[Position identification records]
▬▬▬

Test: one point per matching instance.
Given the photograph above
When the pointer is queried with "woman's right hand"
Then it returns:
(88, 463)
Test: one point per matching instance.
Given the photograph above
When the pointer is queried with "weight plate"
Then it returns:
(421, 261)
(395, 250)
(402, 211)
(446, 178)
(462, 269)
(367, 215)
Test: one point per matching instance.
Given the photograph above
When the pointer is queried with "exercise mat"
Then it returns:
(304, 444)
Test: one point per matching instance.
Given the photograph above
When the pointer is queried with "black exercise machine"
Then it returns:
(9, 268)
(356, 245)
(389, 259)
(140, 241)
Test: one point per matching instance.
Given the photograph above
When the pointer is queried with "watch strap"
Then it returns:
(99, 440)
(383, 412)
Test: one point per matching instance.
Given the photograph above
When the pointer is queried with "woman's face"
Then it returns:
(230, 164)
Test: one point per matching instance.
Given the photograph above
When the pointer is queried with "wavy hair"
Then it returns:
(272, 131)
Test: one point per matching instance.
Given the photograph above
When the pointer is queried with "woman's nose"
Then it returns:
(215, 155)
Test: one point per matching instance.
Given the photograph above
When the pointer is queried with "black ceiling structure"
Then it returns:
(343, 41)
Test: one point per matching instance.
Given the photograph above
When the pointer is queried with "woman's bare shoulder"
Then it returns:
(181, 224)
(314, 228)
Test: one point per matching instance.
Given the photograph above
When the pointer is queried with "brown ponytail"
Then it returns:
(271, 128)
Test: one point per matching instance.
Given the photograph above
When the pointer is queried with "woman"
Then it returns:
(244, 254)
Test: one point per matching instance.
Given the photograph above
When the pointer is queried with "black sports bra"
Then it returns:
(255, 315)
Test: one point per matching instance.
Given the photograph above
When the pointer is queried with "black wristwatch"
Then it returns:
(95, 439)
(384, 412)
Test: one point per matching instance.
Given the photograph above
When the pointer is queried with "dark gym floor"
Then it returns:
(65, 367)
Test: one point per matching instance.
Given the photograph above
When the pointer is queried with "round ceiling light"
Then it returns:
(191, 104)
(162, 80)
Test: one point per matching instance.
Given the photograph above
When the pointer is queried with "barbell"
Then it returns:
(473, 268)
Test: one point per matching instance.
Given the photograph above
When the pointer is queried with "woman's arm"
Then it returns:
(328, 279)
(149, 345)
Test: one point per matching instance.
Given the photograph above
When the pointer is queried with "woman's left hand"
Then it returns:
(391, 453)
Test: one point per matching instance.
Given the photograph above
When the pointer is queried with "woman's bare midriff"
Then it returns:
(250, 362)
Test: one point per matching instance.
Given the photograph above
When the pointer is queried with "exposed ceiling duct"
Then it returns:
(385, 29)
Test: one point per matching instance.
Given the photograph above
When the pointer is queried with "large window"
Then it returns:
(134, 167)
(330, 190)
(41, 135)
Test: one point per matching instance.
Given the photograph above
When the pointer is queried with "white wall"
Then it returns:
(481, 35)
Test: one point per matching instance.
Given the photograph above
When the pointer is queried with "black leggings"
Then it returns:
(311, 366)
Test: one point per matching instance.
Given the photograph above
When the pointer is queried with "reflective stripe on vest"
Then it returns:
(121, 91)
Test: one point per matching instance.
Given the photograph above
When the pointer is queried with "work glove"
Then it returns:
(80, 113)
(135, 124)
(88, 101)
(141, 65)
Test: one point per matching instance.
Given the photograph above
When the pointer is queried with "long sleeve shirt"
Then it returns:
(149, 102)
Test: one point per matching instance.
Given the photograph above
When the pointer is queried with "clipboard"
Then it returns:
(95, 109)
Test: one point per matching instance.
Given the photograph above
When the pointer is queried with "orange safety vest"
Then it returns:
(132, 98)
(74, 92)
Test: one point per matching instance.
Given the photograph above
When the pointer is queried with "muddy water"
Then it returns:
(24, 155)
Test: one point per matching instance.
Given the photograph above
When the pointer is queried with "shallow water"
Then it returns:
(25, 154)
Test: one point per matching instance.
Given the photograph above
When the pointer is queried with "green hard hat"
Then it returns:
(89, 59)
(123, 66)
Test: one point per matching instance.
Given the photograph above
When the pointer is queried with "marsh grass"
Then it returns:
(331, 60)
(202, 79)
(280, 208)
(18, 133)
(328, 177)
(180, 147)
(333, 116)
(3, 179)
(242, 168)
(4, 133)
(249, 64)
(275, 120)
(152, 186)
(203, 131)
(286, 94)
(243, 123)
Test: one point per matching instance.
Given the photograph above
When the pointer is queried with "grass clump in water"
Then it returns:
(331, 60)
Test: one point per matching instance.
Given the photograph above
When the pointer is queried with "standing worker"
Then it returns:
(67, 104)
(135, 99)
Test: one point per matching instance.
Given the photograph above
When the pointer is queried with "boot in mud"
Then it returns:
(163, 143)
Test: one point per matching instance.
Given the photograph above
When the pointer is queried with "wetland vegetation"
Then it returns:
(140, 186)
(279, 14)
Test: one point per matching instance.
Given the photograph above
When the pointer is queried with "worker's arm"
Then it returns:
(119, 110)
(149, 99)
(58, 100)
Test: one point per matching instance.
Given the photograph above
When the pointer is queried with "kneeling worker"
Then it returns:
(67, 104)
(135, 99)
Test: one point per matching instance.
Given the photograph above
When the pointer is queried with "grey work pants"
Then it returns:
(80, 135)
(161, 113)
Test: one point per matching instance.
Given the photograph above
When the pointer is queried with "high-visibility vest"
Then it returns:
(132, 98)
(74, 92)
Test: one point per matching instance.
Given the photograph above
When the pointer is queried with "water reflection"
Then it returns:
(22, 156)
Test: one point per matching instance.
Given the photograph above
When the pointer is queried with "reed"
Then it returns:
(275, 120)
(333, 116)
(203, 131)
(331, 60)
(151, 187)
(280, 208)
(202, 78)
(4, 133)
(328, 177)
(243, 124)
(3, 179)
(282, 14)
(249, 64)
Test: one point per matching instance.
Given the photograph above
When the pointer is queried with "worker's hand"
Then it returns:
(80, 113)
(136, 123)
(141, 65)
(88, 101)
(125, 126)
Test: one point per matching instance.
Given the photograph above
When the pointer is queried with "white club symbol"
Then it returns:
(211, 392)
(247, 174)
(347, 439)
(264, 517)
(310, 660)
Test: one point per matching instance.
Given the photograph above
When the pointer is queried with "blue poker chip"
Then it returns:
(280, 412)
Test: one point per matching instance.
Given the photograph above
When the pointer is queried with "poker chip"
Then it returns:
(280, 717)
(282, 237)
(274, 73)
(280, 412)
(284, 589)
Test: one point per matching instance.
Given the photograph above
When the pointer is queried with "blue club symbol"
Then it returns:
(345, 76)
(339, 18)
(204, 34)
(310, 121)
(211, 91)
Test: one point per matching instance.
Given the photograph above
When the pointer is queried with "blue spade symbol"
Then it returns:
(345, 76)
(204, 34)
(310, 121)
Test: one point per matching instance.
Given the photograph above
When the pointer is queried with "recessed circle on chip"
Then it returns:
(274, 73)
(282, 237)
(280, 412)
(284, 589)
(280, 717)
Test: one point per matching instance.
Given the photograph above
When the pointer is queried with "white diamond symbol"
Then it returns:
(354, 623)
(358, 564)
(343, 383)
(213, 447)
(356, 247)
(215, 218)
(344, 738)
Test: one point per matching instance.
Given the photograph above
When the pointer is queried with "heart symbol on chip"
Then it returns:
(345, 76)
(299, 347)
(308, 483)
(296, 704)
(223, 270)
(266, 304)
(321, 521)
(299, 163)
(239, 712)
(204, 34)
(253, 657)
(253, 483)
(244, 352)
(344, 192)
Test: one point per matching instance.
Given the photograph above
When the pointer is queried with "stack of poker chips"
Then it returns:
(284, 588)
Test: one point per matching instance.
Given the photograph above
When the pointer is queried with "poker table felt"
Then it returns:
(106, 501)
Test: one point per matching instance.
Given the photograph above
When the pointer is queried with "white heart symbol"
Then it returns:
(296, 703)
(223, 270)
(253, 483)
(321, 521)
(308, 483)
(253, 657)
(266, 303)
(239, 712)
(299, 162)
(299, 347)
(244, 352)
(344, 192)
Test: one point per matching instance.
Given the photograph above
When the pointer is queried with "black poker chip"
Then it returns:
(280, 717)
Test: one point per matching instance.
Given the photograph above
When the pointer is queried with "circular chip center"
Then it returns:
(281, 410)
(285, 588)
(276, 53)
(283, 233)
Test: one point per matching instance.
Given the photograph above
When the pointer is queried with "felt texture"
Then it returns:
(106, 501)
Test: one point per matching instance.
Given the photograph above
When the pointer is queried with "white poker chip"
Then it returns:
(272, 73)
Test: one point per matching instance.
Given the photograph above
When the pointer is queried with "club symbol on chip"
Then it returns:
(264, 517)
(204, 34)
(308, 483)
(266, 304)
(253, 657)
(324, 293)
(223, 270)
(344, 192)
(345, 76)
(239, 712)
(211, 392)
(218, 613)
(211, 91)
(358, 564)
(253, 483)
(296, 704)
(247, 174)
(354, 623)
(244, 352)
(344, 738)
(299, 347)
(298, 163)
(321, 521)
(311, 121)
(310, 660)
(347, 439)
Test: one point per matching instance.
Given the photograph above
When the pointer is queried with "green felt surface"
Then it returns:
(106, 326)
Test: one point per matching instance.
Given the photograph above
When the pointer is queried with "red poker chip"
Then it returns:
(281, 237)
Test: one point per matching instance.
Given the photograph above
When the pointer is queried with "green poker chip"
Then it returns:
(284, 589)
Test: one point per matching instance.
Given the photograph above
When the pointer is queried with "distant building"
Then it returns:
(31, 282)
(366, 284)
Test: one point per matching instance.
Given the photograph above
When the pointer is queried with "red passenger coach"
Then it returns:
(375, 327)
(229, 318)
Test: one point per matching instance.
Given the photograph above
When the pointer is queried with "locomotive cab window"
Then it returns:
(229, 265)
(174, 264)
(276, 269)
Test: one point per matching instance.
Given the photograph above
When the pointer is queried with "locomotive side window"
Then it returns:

▬▬▬

▶ [Aim of the task]
Report every line of the listing above that contains the word "worker", copying each such line in full.

▶ [Correct answer]
When the pointer is queried with "standing worker"
When the pointer is queried with "worker's arm"
When the pointer is queried with "kneeling worker"
When the pointer is queried with "worker's hand"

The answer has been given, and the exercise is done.